- **SHORT EXERCISE**: Copy the lines verbatim, beginning with the line that contains "the green metal" and continuing through the end of the data, and only those lines.

- **PROVIDED DATA**:
--

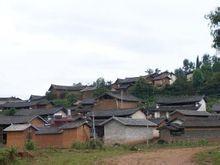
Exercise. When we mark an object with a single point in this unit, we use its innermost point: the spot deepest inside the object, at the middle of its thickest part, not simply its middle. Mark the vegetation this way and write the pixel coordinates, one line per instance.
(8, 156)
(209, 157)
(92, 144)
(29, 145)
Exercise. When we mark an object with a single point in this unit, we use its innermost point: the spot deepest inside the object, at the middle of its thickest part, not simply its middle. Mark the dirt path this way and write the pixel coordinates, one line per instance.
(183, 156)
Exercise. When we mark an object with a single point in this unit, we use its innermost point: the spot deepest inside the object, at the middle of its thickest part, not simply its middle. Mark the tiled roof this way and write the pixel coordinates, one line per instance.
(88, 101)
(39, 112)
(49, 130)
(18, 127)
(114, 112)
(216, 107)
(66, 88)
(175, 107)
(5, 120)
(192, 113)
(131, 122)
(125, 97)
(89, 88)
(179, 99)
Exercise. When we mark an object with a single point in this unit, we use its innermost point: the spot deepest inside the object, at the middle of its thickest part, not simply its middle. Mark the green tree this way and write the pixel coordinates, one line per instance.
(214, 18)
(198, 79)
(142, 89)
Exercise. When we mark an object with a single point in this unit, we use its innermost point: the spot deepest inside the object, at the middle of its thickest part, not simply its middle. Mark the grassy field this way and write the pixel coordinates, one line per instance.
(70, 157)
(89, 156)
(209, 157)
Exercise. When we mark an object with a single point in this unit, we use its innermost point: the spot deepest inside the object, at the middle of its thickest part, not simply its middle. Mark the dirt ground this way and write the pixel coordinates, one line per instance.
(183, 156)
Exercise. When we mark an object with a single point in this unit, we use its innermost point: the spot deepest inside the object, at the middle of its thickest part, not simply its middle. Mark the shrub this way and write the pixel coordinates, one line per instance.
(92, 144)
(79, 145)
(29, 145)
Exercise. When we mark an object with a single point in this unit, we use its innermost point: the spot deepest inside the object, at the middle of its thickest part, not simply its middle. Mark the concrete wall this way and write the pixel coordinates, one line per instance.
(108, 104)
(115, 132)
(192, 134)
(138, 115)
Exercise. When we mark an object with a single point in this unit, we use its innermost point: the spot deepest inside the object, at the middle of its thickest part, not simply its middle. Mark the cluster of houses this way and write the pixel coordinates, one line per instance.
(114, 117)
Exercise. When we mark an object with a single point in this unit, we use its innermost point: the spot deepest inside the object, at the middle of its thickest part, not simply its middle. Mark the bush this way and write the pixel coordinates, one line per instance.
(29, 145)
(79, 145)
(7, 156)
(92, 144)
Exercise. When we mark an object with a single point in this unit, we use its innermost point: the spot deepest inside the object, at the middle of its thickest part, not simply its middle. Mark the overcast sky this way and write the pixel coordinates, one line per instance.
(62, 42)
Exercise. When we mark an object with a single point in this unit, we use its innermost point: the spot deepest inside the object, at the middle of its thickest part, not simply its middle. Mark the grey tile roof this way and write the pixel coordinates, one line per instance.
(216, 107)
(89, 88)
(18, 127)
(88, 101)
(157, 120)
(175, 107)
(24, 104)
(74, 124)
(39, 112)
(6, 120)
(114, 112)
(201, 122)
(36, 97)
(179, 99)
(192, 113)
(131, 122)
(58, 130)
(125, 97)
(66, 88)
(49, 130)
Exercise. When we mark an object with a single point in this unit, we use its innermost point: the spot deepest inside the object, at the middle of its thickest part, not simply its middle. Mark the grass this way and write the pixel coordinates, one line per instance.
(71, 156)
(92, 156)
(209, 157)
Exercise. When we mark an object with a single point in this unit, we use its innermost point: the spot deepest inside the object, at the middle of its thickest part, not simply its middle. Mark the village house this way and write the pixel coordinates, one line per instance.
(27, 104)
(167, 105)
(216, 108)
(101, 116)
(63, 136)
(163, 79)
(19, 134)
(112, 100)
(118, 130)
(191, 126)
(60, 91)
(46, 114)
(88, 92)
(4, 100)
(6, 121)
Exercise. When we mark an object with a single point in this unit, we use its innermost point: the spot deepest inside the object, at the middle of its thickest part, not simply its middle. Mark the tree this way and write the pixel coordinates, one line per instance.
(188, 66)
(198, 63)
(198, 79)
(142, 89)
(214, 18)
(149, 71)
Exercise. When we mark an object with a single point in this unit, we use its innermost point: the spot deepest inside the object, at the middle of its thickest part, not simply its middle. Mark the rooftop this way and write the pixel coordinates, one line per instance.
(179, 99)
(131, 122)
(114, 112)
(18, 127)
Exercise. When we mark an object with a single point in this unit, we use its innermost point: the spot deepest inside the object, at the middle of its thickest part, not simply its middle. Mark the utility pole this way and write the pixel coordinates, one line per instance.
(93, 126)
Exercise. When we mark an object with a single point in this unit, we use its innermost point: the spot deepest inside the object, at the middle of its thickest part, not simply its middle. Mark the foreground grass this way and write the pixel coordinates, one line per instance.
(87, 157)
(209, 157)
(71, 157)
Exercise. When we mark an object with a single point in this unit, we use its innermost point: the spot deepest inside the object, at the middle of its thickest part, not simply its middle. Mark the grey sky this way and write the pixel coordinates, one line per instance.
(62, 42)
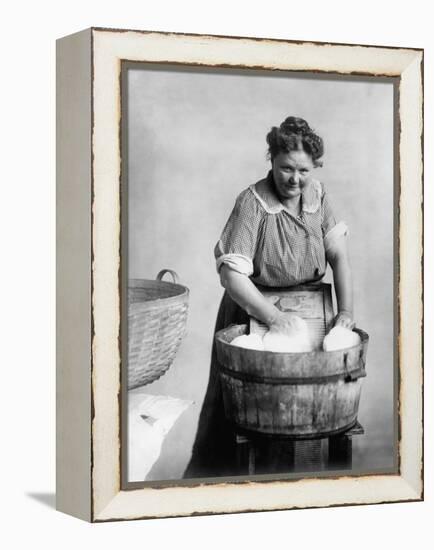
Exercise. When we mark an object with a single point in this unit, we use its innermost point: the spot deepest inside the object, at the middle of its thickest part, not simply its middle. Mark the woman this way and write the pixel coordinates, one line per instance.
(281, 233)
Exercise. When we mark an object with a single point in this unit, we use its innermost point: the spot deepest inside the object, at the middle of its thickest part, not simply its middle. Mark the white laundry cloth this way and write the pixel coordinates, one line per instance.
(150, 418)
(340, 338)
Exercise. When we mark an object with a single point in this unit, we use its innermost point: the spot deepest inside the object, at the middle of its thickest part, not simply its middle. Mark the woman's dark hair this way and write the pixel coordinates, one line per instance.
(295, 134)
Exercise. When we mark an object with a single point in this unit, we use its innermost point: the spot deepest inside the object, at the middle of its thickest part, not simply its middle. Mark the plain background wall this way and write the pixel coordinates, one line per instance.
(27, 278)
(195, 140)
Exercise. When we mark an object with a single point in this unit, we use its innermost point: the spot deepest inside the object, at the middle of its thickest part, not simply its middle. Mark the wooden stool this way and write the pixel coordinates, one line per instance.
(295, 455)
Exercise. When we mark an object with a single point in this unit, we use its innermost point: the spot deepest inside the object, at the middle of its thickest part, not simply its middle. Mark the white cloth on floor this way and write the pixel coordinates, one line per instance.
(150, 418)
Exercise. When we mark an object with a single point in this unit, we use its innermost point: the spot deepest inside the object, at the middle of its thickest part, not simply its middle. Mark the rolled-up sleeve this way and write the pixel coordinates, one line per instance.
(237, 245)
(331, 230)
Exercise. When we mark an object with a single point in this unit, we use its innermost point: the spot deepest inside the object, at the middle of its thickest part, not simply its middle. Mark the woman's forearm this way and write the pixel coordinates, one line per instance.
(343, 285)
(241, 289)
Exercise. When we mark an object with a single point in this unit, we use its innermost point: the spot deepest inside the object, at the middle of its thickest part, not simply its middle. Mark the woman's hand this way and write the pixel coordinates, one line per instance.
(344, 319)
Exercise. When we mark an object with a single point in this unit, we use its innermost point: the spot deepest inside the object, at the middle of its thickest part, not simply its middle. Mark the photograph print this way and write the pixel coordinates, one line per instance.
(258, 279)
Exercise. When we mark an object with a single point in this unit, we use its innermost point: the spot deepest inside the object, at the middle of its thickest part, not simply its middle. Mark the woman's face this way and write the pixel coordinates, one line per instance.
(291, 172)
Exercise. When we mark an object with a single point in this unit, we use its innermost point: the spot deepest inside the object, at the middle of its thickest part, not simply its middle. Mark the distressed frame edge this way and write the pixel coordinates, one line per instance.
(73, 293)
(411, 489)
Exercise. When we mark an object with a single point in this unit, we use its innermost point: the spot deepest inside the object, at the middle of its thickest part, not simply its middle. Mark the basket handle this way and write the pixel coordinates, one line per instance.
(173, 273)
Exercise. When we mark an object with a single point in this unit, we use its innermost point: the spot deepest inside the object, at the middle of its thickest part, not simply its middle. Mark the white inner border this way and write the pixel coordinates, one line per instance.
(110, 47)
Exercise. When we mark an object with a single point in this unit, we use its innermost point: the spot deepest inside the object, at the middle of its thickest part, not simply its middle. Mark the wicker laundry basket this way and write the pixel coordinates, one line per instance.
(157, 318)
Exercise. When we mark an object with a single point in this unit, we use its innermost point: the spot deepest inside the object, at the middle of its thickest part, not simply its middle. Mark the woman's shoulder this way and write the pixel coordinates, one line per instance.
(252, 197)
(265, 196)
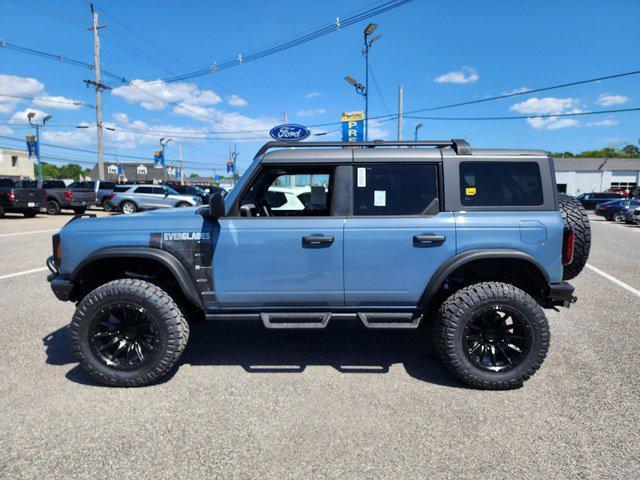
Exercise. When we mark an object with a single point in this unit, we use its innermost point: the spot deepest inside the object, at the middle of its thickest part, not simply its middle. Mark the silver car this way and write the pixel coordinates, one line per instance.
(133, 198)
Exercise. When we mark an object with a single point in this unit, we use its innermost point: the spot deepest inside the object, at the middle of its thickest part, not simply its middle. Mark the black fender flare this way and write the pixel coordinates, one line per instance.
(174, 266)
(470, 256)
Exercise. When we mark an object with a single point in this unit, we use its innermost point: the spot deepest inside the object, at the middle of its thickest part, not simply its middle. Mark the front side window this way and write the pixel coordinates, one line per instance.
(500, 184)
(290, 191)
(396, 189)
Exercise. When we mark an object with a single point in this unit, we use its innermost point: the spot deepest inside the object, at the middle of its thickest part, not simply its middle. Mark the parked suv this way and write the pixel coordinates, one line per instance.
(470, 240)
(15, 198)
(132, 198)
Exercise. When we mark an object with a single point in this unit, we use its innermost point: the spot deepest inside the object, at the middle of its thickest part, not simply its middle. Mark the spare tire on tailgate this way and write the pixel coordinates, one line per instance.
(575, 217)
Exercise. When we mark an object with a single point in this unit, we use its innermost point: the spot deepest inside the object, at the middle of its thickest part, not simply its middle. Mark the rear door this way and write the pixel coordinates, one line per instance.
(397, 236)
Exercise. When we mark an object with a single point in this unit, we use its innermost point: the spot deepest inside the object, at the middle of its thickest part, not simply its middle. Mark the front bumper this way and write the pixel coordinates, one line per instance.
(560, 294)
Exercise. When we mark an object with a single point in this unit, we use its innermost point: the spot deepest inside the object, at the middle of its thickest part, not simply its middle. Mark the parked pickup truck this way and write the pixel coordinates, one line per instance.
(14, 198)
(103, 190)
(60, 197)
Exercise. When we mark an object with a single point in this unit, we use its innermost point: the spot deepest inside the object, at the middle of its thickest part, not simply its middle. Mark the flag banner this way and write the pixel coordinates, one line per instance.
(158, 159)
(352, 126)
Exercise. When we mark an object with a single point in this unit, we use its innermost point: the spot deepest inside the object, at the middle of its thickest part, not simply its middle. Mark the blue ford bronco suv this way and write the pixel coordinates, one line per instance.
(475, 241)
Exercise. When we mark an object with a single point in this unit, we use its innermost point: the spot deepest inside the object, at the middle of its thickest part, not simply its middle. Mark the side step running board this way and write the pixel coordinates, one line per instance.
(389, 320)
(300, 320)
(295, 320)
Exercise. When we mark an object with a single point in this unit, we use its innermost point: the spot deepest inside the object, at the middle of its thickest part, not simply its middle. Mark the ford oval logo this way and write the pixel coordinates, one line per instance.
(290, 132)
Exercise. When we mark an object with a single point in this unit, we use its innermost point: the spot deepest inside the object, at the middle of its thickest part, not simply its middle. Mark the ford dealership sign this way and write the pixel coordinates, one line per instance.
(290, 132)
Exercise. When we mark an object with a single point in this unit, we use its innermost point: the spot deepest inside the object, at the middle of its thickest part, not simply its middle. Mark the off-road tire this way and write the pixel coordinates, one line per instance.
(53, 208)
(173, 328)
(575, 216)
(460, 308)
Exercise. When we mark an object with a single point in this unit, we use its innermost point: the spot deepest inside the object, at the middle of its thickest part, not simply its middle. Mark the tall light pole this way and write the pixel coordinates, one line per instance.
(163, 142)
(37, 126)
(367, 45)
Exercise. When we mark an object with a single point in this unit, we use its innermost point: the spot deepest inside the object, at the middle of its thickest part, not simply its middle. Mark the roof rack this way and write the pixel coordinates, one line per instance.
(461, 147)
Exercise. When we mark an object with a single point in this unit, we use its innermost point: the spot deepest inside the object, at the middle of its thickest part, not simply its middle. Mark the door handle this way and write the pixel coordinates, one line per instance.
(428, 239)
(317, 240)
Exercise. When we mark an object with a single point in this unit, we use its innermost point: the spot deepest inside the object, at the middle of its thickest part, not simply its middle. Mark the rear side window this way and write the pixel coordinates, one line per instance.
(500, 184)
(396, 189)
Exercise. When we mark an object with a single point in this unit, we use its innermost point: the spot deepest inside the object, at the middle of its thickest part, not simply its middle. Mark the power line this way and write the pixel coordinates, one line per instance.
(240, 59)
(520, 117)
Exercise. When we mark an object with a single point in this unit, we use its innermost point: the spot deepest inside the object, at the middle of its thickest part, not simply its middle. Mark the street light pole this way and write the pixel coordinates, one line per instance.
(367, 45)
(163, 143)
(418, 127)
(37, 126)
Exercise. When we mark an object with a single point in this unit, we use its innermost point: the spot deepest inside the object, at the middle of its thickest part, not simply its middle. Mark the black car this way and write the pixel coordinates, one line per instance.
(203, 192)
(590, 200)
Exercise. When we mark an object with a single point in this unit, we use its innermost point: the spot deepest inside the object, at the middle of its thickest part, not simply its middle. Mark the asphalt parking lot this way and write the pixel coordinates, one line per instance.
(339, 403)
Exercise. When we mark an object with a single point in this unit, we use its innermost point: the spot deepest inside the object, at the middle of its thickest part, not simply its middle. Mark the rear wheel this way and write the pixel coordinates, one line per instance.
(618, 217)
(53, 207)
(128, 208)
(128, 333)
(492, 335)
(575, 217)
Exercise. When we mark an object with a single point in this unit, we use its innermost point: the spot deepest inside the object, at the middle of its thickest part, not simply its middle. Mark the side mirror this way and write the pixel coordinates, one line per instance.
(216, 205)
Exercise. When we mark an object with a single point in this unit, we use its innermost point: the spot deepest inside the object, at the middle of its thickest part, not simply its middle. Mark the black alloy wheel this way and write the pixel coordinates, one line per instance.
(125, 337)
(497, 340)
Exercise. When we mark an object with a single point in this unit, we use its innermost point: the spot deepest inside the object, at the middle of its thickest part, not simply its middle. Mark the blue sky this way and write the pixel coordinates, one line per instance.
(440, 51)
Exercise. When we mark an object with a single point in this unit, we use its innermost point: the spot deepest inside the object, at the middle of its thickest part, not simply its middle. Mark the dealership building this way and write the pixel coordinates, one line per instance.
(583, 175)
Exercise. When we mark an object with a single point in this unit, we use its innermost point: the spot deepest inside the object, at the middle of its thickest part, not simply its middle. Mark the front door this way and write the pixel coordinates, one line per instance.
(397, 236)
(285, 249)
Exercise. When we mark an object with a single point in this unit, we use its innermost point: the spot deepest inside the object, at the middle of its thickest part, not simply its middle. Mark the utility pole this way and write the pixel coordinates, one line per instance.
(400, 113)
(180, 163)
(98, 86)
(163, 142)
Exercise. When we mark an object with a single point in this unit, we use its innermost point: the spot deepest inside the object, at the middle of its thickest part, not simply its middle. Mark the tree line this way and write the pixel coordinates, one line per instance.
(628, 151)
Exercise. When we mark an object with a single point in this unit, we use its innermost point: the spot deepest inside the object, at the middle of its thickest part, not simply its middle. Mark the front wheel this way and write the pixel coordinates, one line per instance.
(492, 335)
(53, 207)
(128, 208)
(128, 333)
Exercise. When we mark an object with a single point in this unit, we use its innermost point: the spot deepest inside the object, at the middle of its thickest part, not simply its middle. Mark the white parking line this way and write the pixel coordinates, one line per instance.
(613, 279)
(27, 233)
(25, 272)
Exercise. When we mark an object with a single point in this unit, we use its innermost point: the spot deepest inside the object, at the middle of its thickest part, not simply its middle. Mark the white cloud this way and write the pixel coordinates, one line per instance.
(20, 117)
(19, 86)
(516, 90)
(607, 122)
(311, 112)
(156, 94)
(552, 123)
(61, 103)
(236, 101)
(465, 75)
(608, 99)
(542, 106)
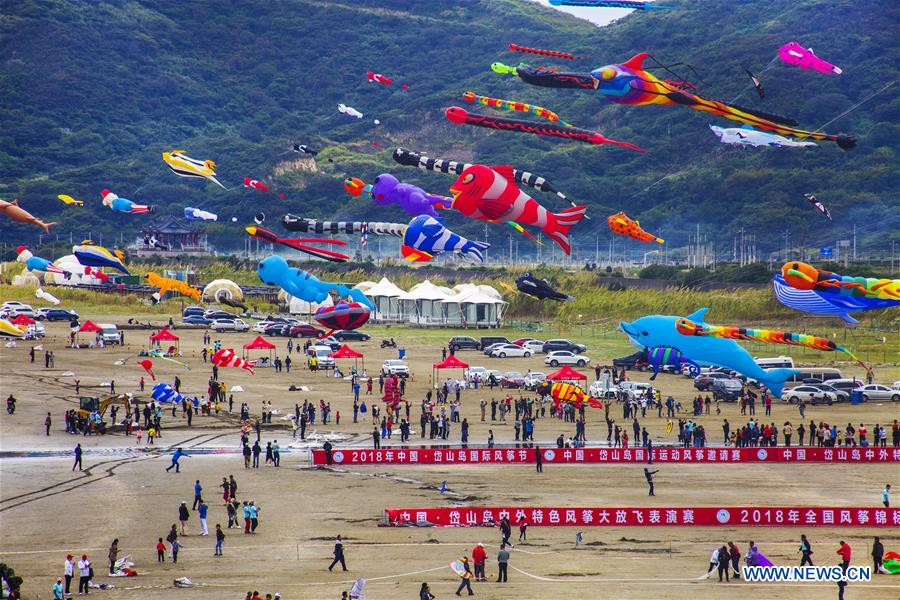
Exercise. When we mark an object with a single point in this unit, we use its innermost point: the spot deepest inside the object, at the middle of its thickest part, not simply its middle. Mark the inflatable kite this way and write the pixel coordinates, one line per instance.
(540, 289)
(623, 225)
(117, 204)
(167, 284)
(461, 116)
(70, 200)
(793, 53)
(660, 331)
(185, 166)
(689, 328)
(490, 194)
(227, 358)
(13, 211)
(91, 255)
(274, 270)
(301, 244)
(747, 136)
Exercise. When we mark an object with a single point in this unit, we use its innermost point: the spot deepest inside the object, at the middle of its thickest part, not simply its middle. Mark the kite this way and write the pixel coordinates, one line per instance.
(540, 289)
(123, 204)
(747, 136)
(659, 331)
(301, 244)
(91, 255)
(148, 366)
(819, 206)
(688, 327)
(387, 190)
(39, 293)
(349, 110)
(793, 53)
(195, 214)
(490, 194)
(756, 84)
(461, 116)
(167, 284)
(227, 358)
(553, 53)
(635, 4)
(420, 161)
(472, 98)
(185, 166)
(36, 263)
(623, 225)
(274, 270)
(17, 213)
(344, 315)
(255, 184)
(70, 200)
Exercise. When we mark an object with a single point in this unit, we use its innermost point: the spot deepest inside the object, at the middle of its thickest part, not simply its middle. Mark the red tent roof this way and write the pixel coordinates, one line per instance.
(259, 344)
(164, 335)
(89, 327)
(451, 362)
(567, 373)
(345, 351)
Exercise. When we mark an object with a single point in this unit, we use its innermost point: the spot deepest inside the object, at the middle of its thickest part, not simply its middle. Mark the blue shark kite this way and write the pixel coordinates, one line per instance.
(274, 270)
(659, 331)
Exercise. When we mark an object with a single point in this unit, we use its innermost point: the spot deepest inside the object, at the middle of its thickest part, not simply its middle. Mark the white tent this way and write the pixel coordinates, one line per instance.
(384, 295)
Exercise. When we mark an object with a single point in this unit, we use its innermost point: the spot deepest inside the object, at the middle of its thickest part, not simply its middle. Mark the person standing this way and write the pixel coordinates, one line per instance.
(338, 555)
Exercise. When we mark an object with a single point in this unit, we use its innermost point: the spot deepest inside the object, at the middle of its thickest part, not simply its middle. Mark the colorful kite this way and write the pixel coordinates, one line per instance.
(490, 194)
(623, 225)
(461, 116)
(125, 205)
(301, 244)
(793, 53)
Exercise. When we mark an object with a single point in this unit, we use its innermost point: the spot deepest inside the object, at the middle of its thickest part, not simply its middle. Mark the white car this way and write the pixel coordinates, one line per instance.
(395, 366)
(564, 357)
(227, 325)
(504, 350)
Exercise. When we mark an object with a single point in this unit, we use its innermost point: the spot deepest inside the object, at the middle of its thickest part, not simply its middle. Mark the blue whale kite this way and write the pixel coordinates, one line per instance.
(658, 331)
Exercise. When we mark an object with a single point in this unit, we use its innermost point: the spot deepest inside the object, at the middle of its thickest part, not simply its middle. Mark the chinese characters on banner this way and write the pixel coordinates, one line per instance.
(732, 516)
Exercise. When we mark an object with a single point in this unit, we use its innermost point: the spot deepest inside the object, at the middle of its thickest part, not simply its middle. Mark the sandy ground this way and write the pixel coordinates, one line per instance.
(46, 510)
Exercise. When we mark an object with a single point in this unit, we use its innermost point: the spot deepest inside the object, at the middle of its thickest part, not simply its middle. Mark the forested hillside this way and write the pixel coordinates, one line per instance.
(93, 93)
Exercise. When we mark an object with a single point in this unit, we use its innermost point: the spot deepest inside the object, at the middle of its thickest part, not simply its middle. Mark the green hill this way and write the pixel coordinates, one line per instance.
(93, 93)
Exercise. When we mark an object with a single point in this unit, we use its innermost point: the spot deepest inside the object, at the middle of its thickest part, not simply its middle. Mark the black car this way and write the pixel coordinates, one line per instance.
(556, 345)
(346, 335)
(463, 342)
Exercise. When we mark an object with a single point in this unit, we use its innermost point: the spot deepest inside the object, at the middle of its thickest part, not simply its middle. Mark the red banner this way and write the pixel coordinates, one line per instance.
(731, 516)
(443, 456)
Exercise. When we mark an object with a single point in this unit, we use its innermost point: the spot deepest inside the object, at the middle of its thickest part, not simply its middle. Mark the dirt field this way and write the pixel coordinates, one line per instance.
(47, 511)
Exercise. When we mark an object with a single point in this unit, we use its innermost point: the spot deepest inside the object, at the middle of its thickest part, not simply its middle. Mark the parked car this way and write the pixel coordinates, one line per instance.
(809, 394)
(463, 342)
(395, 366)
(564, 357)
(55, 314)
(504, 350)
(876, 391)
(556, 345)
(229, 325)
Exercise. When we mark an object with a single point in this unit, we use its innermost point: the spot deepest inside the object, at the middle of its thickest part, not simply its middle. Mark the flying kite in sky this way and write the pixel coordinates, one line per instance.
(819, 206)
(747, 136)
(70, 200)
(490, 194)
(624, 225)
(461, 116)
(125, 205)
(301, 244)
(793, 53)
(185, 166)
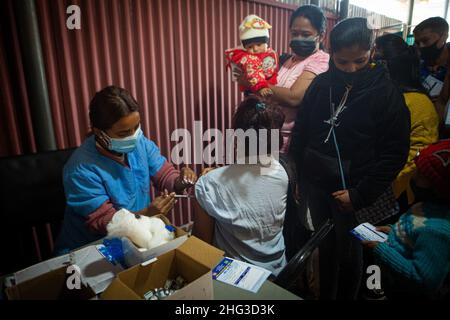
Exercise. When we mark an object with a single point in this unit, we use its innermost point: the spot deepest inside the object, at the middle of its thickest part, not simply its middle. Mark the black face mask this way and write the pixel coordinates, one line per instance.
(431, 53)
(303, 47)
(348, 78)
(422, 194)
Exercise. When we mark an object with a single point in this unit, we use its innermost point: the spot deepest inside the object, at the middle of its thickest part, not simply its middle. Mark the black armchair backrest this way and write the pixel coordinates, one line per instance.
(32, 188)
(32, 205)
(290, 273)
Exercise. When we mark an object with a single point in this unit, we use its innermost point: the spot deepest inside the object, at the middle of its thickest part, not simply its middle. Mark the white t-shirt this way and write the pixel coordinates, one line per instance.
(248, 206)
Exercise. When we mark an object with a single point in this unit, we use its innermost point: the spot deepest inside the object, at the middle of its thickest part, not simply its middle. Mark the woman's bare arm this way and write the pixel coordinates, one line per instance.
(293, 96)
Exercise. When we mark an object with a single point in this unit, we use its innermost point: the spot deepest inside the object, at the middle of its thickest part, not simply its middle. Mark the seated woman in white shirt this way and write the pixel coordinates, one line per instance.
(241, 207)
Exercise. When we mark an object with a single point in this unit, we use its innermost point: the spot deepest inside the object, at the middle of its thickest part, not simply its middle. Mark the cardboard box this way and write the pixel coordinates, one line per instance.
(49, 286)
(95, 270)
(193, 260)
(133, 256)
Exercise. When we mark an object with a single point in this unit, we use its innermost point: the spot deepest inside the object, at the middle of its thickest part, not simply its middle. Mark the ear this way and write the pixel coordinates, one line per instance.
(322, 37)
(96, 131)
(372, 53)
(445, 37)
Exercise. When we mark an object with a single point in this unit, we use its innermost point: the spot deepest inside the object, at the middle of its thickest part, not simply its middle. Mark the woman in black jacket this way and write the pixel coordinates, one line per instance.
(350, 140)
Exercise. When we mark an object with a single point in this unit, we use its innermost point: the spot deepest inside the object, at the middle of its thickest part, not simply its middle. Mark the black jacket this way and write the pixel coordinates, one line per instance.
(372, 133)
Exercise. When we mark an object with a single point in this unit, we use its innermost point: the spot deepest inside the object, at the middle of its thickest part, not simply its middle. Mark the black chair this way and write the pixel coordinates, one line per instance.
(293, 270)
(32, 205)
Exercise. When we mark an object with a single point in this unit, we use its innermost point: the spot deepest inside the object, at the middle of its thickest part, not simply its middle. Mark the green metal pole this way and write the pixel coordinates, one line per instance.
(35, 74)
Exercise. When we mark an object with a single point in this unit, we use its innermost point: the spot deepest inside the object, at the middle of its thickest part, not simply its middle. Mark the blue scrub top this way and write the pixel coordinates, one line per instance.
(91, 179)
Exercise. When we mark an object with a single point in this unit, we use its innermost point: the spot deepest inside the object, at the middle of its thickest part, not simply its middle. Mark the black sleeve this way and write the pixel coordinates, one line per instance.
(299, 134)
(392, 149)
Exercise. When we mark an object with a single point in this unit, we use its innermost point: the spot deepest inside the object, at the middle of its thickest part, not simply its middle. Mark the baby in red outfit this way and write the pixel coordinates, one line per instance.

--

- **WORKED ANSWER**:
Exercise. When we mark an object with a single point in this unit, we use its innermost point: the spot deepest inside the object, at the middle of its thickest part, not simply its middle. Mark the green metal pole this way and write the pixel coordinates, one line per instance.
(35, 74)
Exercise. When we mark an object with a single point in this unit, we use its innermost point: the spot deepest inside the object, at the middle of its thickest part, not simply its middle. Mark the blue scrub top this way and write the pixel coordinates, one line per instance.
(91, 179)
Exercise. When we mark an object with a single point in this unit, we use its innermost point: the spot deepest inside the object, at the middle of its thickest part, not simply its middle. Mark the black sleeve this way and write the pixel coordinates, one line per instance.
(299, 134)
(392, 149)
Exercise. When we mark an object with a single point in this unit, we use its innermost point: the spot deepest inside the object, at the middle of its thickest part, not simply its middle. Mark the baby in red outfit this way and write the pixel coordinates, one line per instance.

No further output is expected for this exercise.